# EXTRACTED DATA
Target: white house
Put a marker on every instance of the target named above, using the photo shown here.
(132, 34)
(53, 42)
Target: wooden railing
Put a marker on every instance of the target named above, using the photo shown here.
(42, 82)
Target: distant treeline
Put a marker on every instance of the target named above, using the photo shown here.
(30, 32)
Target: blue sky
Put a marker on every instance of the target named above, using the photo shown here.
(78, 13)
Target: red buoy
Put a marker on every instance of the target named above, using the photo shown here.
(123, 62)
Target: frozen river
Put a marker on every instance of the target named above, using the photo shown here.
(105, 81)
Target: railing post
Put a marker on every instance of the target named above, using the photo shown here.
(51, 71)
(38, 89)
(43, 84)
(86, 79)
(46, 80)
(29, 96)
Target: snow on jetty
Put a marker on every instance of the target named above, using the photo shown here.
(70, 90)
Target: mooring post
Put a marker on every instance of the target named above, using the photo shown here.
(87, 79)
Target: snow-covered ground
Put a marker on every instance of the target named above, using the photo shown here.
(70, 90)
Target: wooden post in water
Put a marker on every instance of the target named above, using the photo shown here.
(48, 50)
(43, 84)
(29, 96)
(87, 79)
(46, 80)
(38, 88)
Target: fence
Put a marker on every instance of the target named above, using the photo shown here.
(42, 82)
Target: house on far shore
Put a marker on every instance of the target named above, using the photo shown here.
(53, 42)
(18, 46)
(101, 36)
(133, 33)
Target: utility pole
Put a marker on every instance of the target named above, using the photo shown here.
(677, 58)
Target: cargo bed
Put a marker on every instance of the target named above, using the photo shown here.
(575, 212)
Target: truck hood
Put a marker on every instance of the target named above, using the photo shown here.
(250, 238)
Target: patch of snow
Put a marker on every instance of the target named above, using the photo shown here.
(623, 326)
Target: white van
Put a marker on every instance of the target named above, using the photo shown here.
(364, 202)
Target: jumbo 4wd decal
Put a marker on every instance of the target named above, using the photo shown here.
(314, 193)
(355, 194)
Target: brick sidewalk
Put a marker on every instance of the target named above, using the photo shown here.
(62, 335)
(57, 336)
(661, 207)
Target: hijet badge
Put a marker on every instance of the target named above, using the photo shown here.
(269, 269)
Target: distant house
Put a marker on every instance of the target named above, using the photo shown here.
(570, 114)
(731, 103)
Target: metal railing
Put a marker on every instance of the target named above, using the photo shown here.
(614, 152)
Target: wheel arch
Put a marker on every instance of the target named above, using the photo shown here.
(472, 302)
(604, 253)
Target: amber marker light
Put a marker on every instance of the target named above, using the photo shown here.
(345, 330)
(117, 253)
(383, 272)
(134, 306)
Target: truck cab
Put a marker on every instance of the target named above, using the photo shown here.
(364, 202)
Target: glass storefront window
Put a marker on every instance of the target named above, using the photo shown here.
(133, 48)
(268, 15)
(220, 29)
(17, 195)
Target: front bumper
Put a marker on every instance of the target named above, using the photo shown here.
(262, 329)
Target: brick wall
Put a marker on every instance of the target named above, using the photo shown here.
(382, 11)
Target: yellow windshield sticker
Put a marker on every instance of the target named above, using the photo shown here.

...

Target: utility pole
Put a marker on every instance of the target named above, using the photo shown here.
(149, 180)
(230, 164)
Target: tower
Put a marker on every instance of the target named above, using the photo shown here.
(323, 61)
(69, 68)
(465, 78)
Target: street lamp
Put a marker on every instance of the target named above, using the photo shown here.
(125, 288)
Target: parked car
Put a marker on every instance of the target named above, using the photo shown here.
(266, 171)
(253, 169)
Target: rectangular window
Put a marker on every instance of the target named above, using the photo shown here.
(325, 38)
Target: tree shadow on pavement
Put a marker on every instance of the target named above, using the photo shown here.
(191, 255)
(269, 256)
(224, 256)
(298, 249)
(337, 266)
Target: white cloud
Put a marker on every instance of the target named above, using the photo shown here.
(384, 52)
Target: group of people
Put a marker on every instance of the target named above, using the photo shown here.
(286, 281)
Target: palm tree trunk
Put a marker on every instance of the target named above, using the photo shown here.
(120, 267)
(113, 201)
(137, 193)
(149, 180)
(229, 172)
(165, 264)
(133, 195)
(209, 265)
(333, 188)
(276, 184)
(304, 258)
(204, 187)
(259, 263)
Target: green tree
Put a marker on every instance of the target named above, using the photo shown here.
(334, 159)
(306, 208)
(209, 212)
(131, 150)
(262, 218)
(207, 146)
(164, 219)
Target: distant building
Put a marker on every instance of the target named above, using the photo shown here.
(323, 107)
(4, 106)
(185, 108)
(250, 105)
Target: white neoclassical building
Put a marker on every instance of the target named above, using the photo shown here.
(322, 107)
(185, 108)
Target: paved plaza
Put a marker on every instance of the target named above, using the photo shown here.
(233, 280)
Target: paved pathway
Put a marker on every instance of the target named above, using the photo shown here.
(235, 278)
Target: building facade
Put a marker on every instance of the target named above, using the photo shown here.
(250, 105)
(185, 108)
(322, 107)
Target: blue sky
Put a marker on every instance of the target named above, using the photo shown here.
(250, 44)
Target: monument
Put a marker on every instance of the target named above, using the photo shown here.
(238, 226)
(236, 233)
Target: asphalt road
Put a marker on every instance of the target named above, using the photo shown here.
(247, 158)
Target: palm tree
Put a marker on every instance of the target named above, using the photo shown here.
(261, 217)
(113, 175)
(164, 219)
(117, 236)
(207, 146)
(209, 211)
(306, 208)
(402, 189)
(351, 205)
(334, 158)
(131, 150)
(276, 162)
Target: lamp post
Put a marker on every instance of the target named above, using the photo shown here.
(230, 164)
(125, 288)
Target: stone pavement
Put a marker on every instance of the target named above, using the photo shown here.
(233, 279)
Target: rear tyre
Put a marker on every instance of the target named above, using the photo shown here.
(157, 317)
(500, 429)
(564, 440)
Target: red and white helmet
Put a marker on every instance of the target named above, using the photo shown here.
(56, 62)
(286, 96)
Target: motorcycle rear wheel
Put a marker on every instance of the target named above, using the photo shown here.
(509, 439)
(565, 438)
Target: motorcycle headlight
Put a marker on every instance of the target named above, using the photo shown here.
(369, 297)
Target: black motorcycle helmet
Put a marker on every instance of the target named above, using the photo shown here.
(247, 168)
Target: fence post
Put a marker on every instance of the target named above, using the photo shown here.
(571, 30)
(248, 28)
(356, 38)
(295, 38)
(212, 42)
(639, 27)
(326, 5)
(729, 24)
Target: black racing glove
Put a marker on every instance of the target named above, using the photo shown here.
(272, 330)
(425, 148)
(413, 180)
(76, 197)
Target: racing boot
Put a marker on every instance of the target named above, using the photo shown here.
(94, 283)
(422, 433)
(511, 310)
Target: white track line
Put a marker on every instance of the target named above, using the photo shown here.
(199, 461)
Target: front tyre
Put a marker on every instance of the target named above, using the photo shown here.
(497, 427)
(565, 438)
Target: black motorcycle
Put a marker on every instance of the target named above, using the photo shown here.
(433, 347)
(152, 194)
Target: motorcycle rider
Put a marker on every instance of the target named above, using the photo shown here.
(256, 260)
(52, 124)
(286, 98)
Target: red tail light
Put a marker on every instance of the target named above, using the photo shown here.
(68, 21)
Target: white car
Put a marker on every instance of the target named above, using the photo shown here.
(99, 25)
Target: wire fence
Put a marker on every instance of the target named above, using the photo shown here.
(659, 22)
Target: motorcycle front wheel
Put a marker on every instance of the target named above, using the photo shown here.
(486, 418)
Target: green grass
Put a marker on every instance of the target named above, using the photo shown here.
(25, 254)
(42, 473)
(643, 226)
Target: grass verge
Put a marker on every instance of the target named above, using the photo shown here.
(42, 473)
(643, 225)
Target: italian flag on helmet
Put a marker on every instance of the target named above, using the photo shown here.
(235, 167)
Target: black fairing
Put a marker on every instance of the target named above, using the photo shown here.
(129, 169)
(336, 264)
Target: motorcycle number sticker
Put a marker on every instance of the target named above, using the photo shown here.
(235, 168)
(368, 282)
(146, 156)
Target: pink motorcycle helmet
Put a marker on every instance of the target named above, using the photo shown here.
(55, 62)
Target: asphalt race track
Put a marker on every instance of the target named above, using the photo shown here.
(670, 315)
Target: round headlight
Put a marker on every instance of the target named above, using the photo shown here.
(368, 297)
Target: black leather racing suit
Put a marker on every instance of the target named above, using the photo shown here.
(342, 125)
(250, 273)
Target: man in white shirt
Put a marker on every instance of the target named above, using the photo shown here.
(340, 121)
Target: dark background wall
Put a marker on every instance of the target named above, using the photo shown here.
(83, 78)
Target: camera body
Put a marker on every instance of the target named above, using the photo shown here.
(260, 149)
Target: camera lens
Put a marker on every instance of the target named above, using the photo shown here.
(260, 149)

# WRITTEN INSTRUCTION
Show every line of the material above that contains the string "paved", copying each one in full. Case counts.

# RESULT BELOW
Target: paved plaza
Target: paved pathway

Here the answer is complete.